*Exercise 1*.
Output the part of the book description that begins at the words "An invaluable cultural" and stops after "of the diaspora.", copying it without any change.

*Excerpt to read*.
--------------------------------

Jewish Portraits, Indian Frames

Women’s Narratives from a Diaspora of Hope

New edition

Distributed for Seagull Books

Jewish Portraits, Indian Frames

Women’s Narratives from a Diaspora of Hope

New edition

Reveals the forgotten history of Baghdadi Jews’ journey into India through the stories of four generations of Jewish women.
 
An invaluable cultural document shaped from personal experience, Jewish Portraits, Indian Frames explores the fascinating social and cultural history of Baghdadi Jewish women in Calcutta, India. Through the lives of her foremothers over four generations, Jael Silliman discovers how they “dwelled in travelling” despite being widely dispersed across Asia, which created a moving geography of Baghdadi Jewish culture. She shows us how they negotiated multiple identities, including that of emergent Indian nationalism, and how they perceived and shaped their Jewishness and gender in response to changing cultural and political contexts. She also traces the trajectory of a Jewish presence in one of the most hospitable cities of the diaspora.

--------------------------------

(Box annotations for photos)
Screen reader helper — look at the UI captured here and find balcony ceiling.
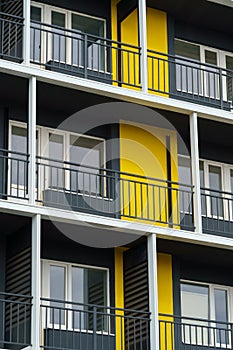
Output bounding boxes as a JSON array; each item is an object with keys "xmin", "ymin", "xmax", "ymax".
[{"xmin": 147, "ymin": 0, "xmax": 233, "ymax": 34}]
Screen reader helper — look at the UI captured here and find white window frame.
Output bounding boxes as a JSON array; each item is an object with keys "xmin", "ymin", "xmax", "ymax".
[
  {"xmin": 175, "ymin": 38, "xmax": 233, "ymax": 102},
  {"xmin": 41, "ymin": 259, "xmax": 111, "ymax": 334},
  {"xmin": 180, "ymin": 279, "xmax": 233, "ymax": 349},
  {"xmin": 7, "ymin": 120, "xmax": 106, "ymax": 201},
  {"xmin": 199, "ymin": 158, "xmax": 233, "ymax": 221},
  {"xmin": 31, "ymin": 1, "xmax": 107, "ymax": 73}
]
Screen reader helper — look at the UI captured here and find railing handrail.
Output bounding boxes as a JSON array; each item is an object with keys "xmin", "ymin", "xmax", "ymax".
[
  {"xmin": 159, "ymin": 313, "xmax": 233, "ymax": 327},
  {"xmin": 201, "ymin": 187, "xmax": 233, "ymax": 199},
  {"xmin": 147, "ymin": 49, "xmax": 233, "ymax": 75},
  {"xmin": 31, "ymin": 20, "xmax": 141, "ymax": 53},
  {"xmin": 0, "ymin": 292, "xmax": 33, "ymax": 299},
  {"xmin": 0, "ymin": 148, "xmax": 29, "ymax": 160},
  {"xmin": 36, "ymin": 156, "xmax": 194, "ymax": 192},
  {"xmin": 0, "ymin": 11, "xmax": 24, "ymax": 22},
  {"xmin": 40, "ymin": 298, "xmax": 151, "ymax": 317}
]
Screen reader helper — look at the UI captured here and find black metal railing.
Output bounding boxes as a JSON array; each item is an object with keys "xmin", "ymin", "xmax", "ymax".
[
  {"xmin": 147, "ymin": 50, "xmax": 233, "ymax": 109},
  {"xmin": 41, "ymin": 298, "xmax": 150, "ymax": 350},
  {"xmin": 0, "ymin": 12, "xmax": 24, "ymax": 62},
  {"xmin": 201, "ymin": 187, "xmax": 233, "ymax": 236},
  {"xmin": 159, "ymin": 315, "xmax": 233, "ymax": 350},
  {"xmin": 0, "ymin": 149, "xmax": 29, "ymax": 199},
  {"xmin": 36, "ymin": 157, "xmax": 193, "ymax": 229},
  {"xmin": 0, "ymin": 292, "xmax": 32, "ymax": 349},
  {"xmin": 31, "ymin": 21, "xmax": 141, "ymax": 88}
]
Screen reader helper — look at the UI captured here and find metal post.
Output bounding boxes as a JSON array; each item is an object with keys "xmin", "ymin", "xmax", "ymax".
[
  {"xmin": 189, "ymin": 112, "xmax": 202, "ymax": 233},
  {"xmin": 31, "ymin": 214, "xmax": 41, "ymax": 350},
  {"xmin": 28, "ymin": 77, "xmax": 36, "ymax": 204},
  {"xmin": 138, "ymin": 0, "xmax": 148, "ymax": 92},
  {"xmin": 147, "ymin": 234, "xmax": 159, "ymax": 349},
  {"xmin": 23, "ymin": 0, "xmax": 31, "ymax": 64}
]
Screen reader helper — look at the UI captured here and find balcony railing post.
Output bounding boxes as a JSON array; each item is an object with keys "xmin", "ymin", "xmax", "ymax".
[
  {"xmin": 93, "ymin": 306, "xmax": 97, "ymax": 350},
  {"xmin": 31, "ymin": 214, "xmax": 41, "ymax": 350},
  {"xmin": 28, "ymin": 77, "xmax": 36, "ymax": 204},
  {"xmin": 147, "ymin": 234, "xmax": 160, "ymax": 350},
  {"xmin": 138, "ymin": 0, "xmax": 148, "ymax": 92},
  {"xmin": 189, "ymin": 112, "xmax": 202, "ymax": 233},
  {"xmin": 23, "ymin": 0, "xmax": 31, "ymax": 64}
]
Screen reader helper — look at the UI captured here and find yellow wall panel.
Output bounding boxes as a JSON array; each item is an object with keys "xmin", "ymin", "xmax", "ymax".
[
  {"xmin": 114, "ymin": 247, "xmax": 125, "ymax": 350},
  {"xmin": 120, "ymin": 122, "xmax": 178, "ymax": 225},
  {"xmin": 157, "ymin": 253, "xmax": 174, "ymax": 350},
  {"xmin": 120, "ymin": 9, "xmax": 140, "ymax": 89},
  {"xmin": 147, "ymin": 8, "xmax": 169, "ymax": 96}
]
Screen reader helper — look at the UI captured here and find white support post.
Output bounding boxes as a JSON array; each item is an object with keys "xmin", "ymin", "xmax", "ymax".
[
  {"xmin": 23, "ymin": 0, "xmax": 31, "ymax": 64},
  {"xmin": 147, "ymin": 234, "xmax": 159, "ymax": 349},
  {"xmin": 31, "ymin": 214, "xmax": 41, "ymax": 350},
  {"xmin": 189, "ymin": 112, "xmax": 202, "ymax": 233},
  {"xmin": 28, "ymin": 77, "xmax": 36, "ymax": 204},
  {"xmin": 138, "ymin": 0, "xmax": 148, "ymax": 92}
]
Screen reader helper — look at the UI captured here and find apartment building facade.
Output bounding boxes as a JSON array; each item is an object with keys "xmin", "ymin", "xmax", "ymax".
[{"xmin": 0, "ymin": 0, "xmax": 233, "ymax": 350}]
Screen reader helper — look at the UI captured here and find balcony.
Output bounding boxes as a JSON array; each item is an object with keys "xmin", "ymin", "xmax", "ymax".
[
  {"xmin": 41, "ymin": 298, "xmax": 150, "ymax": 350},
  {"xmin": 0, "ymin": 150, "xmax": 193, "ymax": 230},
  {"xmin": 0, "ymin": 13, "xmax": 233, "ymax": 111},
  {"xmin": 0, "ymin": 292, "xmax": 32, "ymax": 349},
  {"xmin": 159, "ymin": 315, "xmax": 232, "ymax": 350}
]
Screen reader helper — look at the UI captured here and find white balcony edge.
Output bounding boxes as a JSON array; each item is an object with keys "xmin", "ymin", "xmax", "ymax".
[
  {"xmin": 0, "ymin": 60, "xmax": 233, "ymax": 123},
  {"xmin": 0, "ymin": 199, "xmax": 233, "ymax": 250}
]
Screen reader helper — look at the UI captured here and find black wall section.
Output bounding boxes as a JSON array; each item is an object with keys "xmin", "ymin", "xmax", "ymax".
[
  {"xmin": 175, "ymin": 21, "xmax": 233, "ymax": 52},
  {"xmin": 41, "ymin": 221, "xmax": 115, "ymax": 306},
  {"xmin": 33, "ymin": 0, "xmax": 111, "ymax": 38}
]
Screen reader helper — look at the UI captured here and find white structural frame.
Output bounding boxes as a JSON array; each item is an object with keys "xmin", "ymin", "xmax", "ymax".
[
  {"xmin": 31, "ymin": 214, "xmax": 41, "ymax": 350},
  {"xmin": 28, "ymin": 77, "xmax": 36, "ymax": 204},
  {"xmin": 147, "ymin": 234, "xmax": 160, "ymax": 349},
  {"xmin": 189, "ymin": 112, "xmax": 202, "ymax": 233}
]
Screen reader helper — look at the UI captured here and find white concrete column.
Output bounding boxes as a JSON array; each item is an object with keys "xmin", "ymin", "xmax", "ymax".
[
  {"xmin": 189, "ymin": 112, "xmax": 202, "ymax": 233},
  {"xmin": 23, "ymin": 0, "xmax": 31, "ymax": 64},
  {"xmin": 138, "ymin": 0, "xmax": 148, "ymax": 92},
  {"xmin": 28, "ymin": 77, "xmax": 36, "ymax": 204},
  {"xmin": 31, "ymin": 214, "xmax": 41, "ymax": 350},
  {"xmin": 147, "ymin": 234, "xmax": 159, "ymax": 349}
]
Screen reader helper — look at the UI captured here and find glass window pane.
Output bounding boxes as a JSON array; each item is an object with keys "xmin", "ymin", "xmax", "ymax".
[
  {"xmin": 50, "ymin": 265, "xmax": 65, "ymax": 325},
  {"xmin": 31, "ymin": 6, "xmax": 41, "ymax": 22},
  {"xmin": 52, "ymin": 11, "xmax": 66, "ymax": 28},
  {"xmin": 72, "ymin": 14, "xmax": 105, "ymax": 71},
  {"xmin": 209, "ymin": 165, "xmax": 223, "ymax": 217},
  {"xmin": 49, "ymin": 133, "xmax": 64, "ymax": 189},
  {"xmin": 205, "ymin": 50, "xmax": 219, "ymax": 98},
  {"xmin": 175, "ymin": 39, "xmax": 203, "ymax": 95},
  {"xmin": 178, "ymin": 156, "xmax": 192, "ymax": 213},
  {"xmin": 226, "ymin": 56, "xmax": 233, "ymax": 102},
  {"xmin": 72, "ymin": 267, "xmax": 107, "ymax": 331},
  {"xmin": 30, "ymin": 6, "xmax": 42, "ymax": 62},
  {"xmin": 181, "ymin": 283, "xmax": 209, "ymax": 346},
  {"xmin": 51, "ymin": 11, "xmax": 66, "ymax": 62},
  {"xmin": 214, "ymin": 289, "xmax": 230, "ymax": 344},
  {"xmin": 70, "ymin": 136, "xmax": 104, "ymax": 194},
  {"xmin": 199, "ymin": 161, "xmax": 207, "ymax": 215},
  {"xmin": 9, "ymin": 126, "xmax": 27, "ymax": 189}
]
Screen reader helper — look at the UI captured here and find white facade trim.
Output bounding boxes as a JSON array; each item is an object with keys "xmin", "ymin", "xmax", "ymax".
[
  {"xmin": 0, "ymin": 60, "xmax": 233, "ymax": 123},
  {"xmin": 189, "ymin": 113, "xmax": 202, "ymax": 233}
]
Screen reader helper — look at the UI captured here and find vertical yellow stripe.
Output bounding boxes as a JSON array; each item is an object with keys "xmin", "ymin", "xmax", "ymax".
[
  {"xmin": 114, "ymin": 248, "xmax": 125, "ymax": 350},
  {"xmin": 157, "ymin": 253, "xmax": 174, "ymax": 350}
]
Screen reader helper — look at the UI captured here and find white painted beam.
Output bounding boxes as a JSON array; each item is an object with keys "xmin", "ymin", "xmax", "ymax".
[
  {"xmin": 189, "ymin": 113, "xmax": 202, "ymax": 233},
  {"xmin": 28, "ymin": 76, "xmax": 36, "ymax": 204},
  {"xmin": 147, "ymin": 234, "xmax": 159, "ymax": 349},
  {"xmin": 138, "ymin": 0, "xmax": 148, "ymax": 92},
  {"xmin": 31, "ymin": 214, "xmax": 41, "ymax": 350}
]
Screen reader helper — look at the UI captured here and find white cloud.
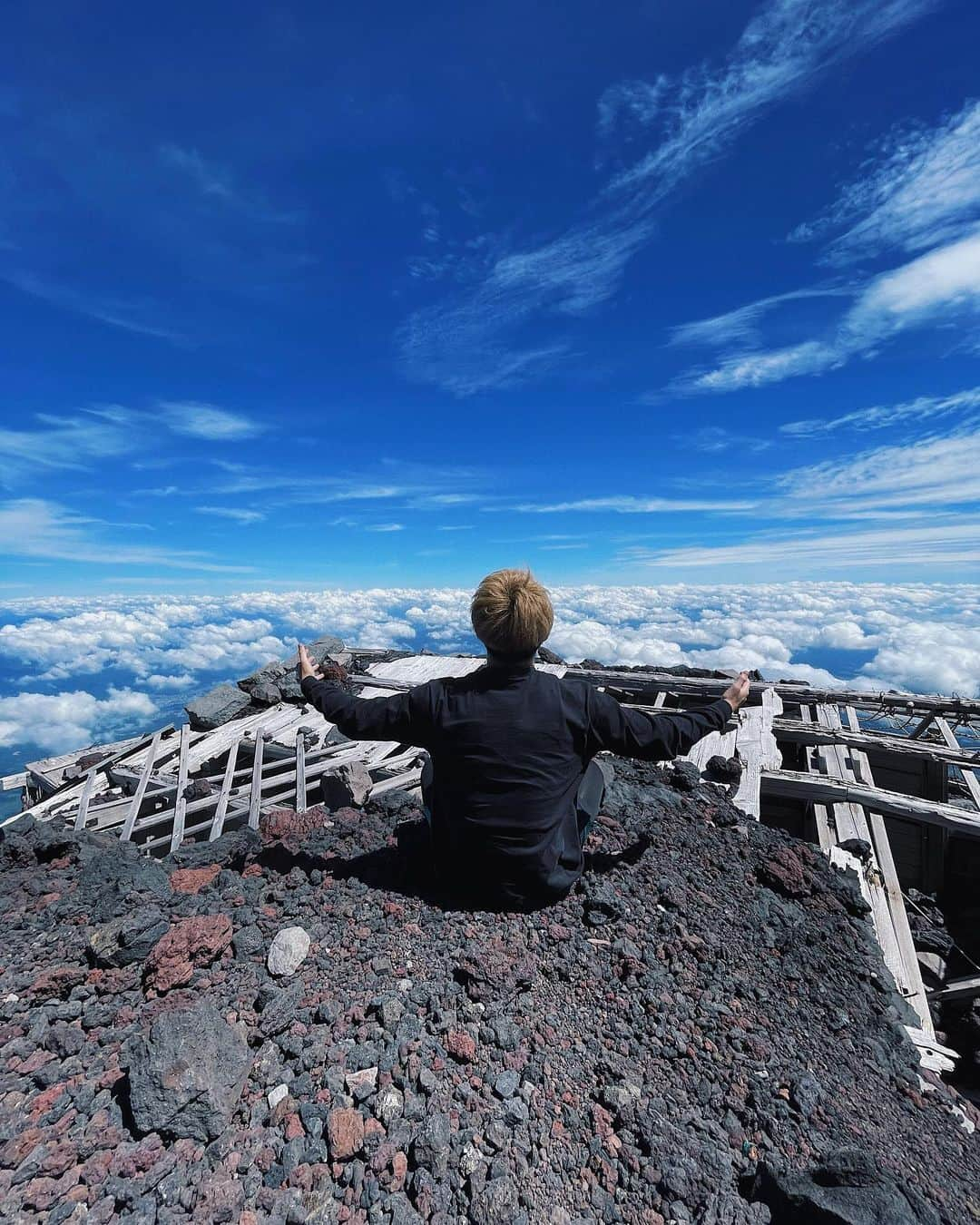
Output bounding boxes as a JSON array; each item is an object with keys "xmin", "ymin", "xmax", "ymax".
[
  {"xmin": 0, "ymin": 407, "xmax": 135, "ymax": 479},
  {"xmin": 399, "ymin": 0, "xmax": 932, "ymax": 396},
  {"xmin": 195, "ymin": 506, "xmax": 265, "ymax": 523},
  {"xmin": 0, "ymin": 583, "xmax": 980, "ymax": 715},
  {"xmin": 157, "ymin": 399, "xmax": 269, "ymax": 442},
  {"xmin": 0, "ymin": 497, "xmax": 252, "ymax": 573},
  {"xmin": 670, "ymin": 286, "xmax": 854, "ymax": 346},
  {"xmin": 670, "ymin": 229, "xmax": 980, "ymax": 392},
  {"xmin": 0, "ymin": 272, "xmax": 185, "ymax": 344},
  {"xmin": 779, "ymin": 387, "xmax": 980, "ymax": 437},
  {"xmin": 776, "ymin": 426, "xmax": 980, "ymax": 512},
  {"xmin": 0, "ymin": 686, "xmax": 157, "ymax": 753},
  {"xmin": 620, "ymin": 519, "xmax": 980, "ymax": 573},
  {"xmin": 497, "ymin": 494, "xmax": 756, "ymax": 514},
  {"xmin": 790, "ymin": 102, "xmax": 980, "ymax": 263}
]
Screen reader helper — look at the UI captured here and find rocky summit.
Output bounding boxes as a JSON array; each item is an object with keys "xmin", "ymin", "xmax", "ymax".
[{"xmin": 0, "ymin": 762, "xmax": 980, "ymax": 1225}]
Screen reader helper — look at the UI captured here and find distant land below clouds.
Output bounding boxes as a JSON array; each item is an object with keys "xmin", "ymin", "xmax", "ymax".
[{"xmin": 0, "ymin": 582, "xmax": 980, "ymax": 811}]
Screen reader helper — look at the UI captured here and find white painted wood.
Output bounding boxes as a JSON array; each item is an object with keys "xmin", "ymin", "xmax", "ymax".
[
  {"xmin": 119, "ymin": 731, "xmax": 161, "ymax": 841},
  {"xmin": 209, "ymin": 740, "xmax": 240, "ymax": 841},
  {"xmin": 936, "ymin": 715, "xmax": 980, "ymax": 808},
  {"xmin": 171, "ymin": 723, "xmax": 191, "ymax": 853},
  {"xmin": 297, "ymin": 731, "xmax": 307, "ymax": 812},
  {"xmin": 74, "ymin": 767, "xmax": 98, "ymax": 829},
  {"xmin": 249, "ymin": 736, "xmax": 265, "ymax": 829}
]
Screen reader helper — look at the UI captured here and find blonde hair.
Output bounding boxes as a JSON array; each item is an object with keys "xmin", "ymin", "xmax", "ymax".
[{"xmin": 469, "ymin": 570, "xmax": 555, "ymax": 655}]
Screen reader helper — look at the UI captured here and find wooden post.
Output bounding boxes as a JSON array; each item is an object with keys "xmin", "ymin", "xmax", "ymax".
[
  {"xmin": 171, "ymin": 723, "xmax": 191, "ymax": 854},
  {"xmin": 249, "ymin": 730, "xmax": 265, "ymax": 829},
  {"xmin": 119, "ymin": 731, "xmax": 161, "ymax": 841},
  {"xmin": 297, "ymin": 729, "xmax": 307, "ymax": 812},
  {"xmin": 209, "ymin": 736, "xmax": 241, "ymax": 841}
]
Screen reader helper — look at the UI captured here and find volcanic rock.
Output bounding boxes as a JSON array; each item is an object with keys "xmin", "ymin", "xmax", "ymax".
[
  {"xmin": 144, "ymin": 915, "xmax": 231, "ymax": 991},
  {"xmin": 184, "ymin": 685, "xmax": 251, "ymax": 731},
  {"xmin": 269, "ymin": 927, "xmax": 310, "ymax": 976},
  {"xmin": 126, "ymin": 1000, "xmax": 252, "ymax": 1141}
]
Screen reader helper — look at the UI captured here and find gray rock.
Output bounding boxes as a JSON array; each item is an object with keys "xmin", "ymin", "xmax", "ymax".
[
  {"xmin": 755, "ymin": 1148, "xmax": 939, "ymax": 1225},
  {"xmin": 88, "ymin": 906, "xmax": 171, "ymax": 966},
  {"xmin": 184, "ymin": 685, "xmax": 251, "ymax": 731},
  {"xmin": 125, "ymin": 1000, "xmax": 252, "ymax": 1142},
  {"xmin": 266, "ymin": 927, "xmax": 310, "ymax": 976},
  {"xmin": 319, "ymin": 762, "xmax": 374, "ymax": 809}
]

--------------------------------

*Exercise 2*.
Which lines of the rows above hold the string "wall" with matching case? Copy each of those lines in full.

*Complete response 1*.
An invaluable cultural document shaped from personal experience, Jewish Portraits, Indian Frames explores the fascinating social and cultural history of Baghdadi Jewish women in Calcutta, India. Through the lives of her foremothers over four generations, Jael Silliman discovers how they “dwelled in travelling” despite being widely dispersed across Asia, which created a moving geography of Baghdadi Jewish culture. She shows us how they negotiated multiple identities, including that of emergent Indian nationalism, and how they perceived and shaped their Jewishness and gender in response to changing cultural and political contexts. She also traces the trajectory of a Jewish presence in one of the most hospitable cities of the diaspora.

*Complete response 2*.
Screen reader helper — look at the UI captured here and find yellow wall panel.
Screen reader helper — look at the UI captured here and find black wall section.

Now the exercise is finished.